■ Assignment:
Write out every record below exactly as it appears, omitting the pictures.

Stored records:
.....

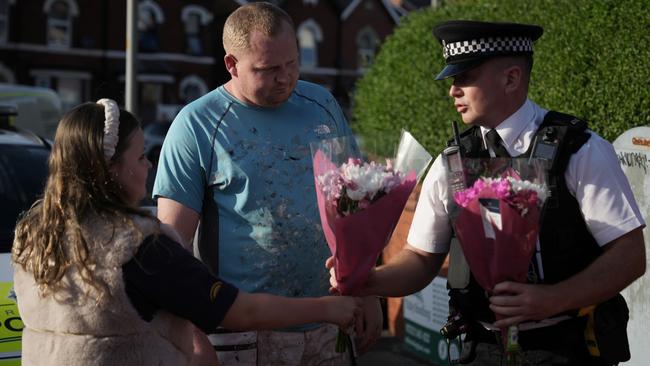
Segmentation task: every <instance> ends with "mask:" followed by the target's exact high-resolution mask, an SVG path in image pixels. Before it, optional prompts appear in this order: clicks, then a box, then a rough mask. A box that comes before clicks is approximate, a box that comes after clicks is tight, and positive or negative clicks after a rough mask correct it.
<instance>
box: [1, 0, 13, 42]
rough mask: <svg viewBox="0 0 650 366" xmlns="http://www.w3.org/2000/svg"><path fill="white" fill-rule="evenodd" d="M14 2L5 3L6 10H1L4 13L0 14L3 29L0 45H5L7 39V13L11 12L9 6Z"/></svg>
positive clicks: (8, 20)
mask: <svg viewBox="0 0 650 366" xmlns="http://www.w3.org/2000/svg"><path fill="white" fill-rule="evenodd" d="M15 3H16V0H9V1H7V8H6V9H3V10H4V13H0V18H4V24H5V29H4V30H3V32H2V33H1V34H2V37H0V43H7V41H8V37H9V19H10V18H9V12H10V11H11V10H10V8H11V5H13V4H15Z"/></svg>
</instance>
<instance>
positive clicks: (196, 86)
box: [179, 75, 208, 104]
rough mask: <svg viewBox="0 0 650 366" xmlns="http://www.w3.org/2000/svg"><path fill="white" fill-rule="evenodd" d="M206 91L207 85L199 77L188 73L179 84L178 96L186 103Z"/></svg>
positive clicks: (188, 101)
mask: <svg viewBox="0 0 650 366" xmlns="http://www.w3.org/2000/svg"><path fill="white" fill-rule="evenodd" d="M207 92H208V87H207V85H206V84H205V82H204V81H203V79H201V78H200V77H198V76H196V75H190V76H188V77H186V78H184V79H183V80H181V83H180V85H179V96H180V98H181V101H182V102H183V103H185V104H188V103H190V102H192V101H194V100H196V99H198V98H199V97H200V96H202V95H203V94H205V93H207Z"/></svg>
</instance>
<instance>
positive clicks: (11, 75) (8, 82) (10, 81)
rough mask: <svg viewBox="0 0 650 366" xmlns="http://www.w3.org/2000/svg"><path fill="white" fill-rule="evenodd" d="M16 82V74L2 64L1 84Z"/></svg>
mask: <svg viewBox="0 0 650 366" xmlns="http://www.w3.org/2000/svg"><path fill="white" fill-rule="evenodd" d="M15 82H16V77H15V76H14V73H13V72H11V70H9V69H8V68H7V67H6V66H5V65H3V64H2V62H0V83H7V84H13V83H15Z"/></svg>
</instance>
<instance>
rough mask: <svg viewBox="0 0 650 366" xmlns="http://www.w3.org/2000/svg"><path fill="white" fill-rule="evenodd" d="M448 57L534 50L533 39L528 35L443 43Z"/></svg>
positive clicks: (446, 54)
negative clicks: (514, 36)
mask: <svg viewBox="0 0 650 366" xmlns="http://www.w3.org/2000/svg"><path fill="white" fill-rule="evenodd" d="M442 45H443V47H442V54H443V56H444V58H445V60H446V59H448V58H449V57H453V56H461V55H469V54H476V53H492V52H533V40H532V39H530V38H527V37H488V38H479V39H472V40H469V41H461V42H452V43H446V42H445V41H443V43H442Z"/></svg>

.....

■ Your response:
Segmentation task: every <instance> ends with "mask:" followed by the target's exact high-resolution mask, an SVG path in image pixels. Before it, optional prompts appear in this order: clicks, then a box, then a rough mask. A box that comes before clicks is approximate, a box that comes after clicks is tight, and positive or negative clicks after a rough mask correct it.
<instance>
box: [1, 0, 13, 42]
rough mask: <svg viewBox="0 0 650 366" xmlns="http://www.w3.org/2000/svg"><path fill="white" fill-rule="evenodd" d="M14 2L5 3L6 10H1L4 13L0 14L3 29L0 45H5L7 39V13L11 12L9 6Z"/></svg>
positive clicks: (8, 20)
mask: <svg viewBox="0 0 650 366" xmlns="http://www.w3.org/2000/svg"><path fill="white" fill-rule="evenodd" d="M15 3H16V0H9V1H7V8H6V9H3V10H4V13H0V18H4V24H5V29H4V30H3V32H2V33H1V34H2V37H0V43H7V41H8V37H9V19H10V18H9V12H10V11H11V10H10V8H11V5H13V4H15Z"/></svg>
</instance>
<instance>
positive clicks: (196, 86)
box: [179, 75, 208, 104]
rough mask: <svg viewBox="0 0 650 366" xmlns="http://www.w3.org/2000/svg"><path fill="white" fill-rule="evenodd" d="M206 91L207 85L199 77L188 73L179 84L178 96L186 103Z"/></svg>
positive clicks: (188, 101)
mask: <svg viewBox="0 0 650 366" xmlns="http://www.w3.org/2000/svg"><path fill="white" fill-rule="evenodd" d="M207 92H208V87H207V85H206V84H205V82H204V81H203V79H201V78H200V77H198V76H196V75H190V76H188V77H186V78H184V79H183V80H181V83H180V85H179V96H180V98H181V101H182V102H183V103H185V104H188V103H190V102H192V101H194V100H196V99H198V98H199V97H200V96H202V95H203V94H205V93H207Z"/></svg>
</instance>
<instance>
positive clicks: (11, 75) (8, 82) (10, 81)
rough mask: <svg viewBox="0 0 650 366" xmlns="http://www.w3.org/2000/svg"><path fill="white" fill-rule="evenodd" d="M16 82V74L2 64L1 84Z"/></svg>
mask: <svg viewBox="0 0 650 366" xmlns="http://www.w3.org/2000/svg"><path fill="white" fill-rule="evenodd" d="M15 82H16V77H15V76H14V73H13V72H11V70H9V69H8V68H7V67H6V66H5V65H3V64H2V62H0V83H7V84H13V83H15Z"/></svg>
</instance>
<instance>
rough mask: <svg viewBox="0 0 650 366" xmlns="http://www.w3.org/2000/svg"><path fill="white" fill-rule="evenodd" d="M448 57L534 50L533 39L528 35L443 43Z"/></svg>
positive clicks: (446, 54)
negative clicks: (514, 36)
mask: <svg viewBox="0 0 650 366" xmlns="http://www.w3.org/2000/svg"><path fill="white" fill-rule="evenodd" d="M442 45H443V47H442V54H443V56H444V58H445V60H446V59H448V58H449V57H453V56H461V55H469V54H476V53H492V52H533V40H532V39H530V38H527V37H488V38H479V39H472V40H469V41H461V42H452V43H446V42H445V41H443V43H442Z"/></svg>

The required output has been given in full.